Task brief ->
Your answer must be the full listing, reproduced exactly.

————

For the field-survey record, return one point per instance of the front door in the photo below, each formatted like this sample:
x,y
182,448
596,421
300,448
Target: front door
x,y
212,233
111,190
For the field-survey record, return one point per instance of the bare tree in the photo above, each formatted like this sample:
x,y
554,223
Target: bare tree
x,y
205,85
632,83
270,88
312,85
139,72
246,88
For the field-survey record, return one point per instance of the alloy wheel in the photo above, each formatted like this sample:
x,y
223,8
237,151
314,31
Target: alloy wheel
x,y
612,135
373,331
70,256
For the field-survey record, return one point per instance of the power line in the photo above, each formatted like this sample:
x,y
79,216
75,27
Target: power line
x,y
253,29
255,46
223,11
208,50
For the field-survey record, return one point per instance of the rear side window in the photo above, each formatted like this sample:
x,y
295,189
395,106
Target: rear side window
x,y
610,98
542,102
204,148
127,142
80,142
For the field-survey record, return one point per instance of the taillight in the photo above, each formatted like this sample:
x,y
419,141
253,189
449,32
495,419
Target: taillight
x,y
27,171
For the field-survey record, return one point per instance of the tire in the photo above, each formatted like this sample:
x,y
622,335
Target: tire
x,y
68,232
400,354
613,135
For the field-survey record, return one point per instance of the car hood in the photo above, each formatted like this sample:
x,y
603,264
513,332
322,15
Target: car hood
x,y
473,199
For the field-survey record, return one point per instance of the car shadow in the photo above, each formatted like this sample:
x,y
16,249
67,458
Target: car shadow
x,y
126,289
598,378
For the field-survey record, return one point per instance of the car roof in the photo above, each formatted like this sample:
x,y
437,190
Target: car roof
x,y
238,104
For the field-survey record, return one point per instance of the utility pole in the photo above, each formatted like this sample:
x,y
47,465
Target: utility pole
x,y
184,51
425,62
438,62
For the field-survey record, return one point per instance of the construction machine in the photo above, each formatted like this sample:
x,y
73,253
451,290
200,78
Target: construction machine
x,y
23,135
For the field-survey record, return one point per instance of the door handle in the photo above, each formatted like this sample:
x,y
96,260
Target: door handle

————

Expected output ->
For the field-survey record, return one point per instance of the front door in the photo below, each formatted like this sample:
x,y
182,448
596,421
300,448
Target: front door
x,y
212,233
111,190
For the field-survey record, return one point per instance of the bare tree in the photo above, each formatted like this sample:
x,y
554,223
Target: bare tree
x,y
205,85
632,83
270,88
312,85
139,72
246,88
For the field-survey record, return one point per instance of the alloy wheel in the photo above, each formatted like this sample:
x,y
223,8
237,151
314,31
Target: alloy wheel
x,y
612,135
373,331
70,256
For the field-survey record, return one point per instance of the power line in the photo above, each formatted like this sample:
x,y
79,216
75,27
Target: power line
x,y
253,29
255,46
223,11
208,50
For the field-survey record, return one point per instance of the rear side window in the photo above, each formatted like this sample:
x,y
295,189
395,106
Target: rear side window
x,y
610,98
542,102
204,148
127,142
80,142
For the field-survey record, return one point per instance of the taillight in the photo above, each formatted like this sample:
x,y
419,141
253,189
449,32
495,419
Target: taillight
x,y
27,171
For the field-survey record, return one point per instance of the tire in the photo above, each formatted like this sample:
x,y
622,335
Target: tire
x,y
68,232
400,354
613,135
For the field-survey record, return one point per instance of the car hood in the photo above, each formatted like this sample:
x,y
603,264
513,332
322,15
Target: car hood
x,y
473,199
For the field-survey record, return one point per instance of the car shadow in the photo above, each formatted like this sample:
x,y
16,249
67,458
Target: car shadow
x,y
126,289
598,378
For the field-survey record, return one point per instance of the car roof in the photo above, each formatted like this sample:
x,y
437,190
Target: car roof
x,y
238,104
For the field-survey record, return one point per instance of the utility pole in the photo above, each formatted like this sample:
x,y
47,465
Target: utility pole
x,y
184,51
425,62
438,62
For the field-survey record, return one point per instance of the construction machine in the photo above, each formatted like this sample:
x,y
73,253
451,290
200,78
Target: construction machine
x,y
23,135
For the field-survey record, return one point per instance of the door handle in the photo above, each formatted like this sample:
x,y
96,260
Target: door handle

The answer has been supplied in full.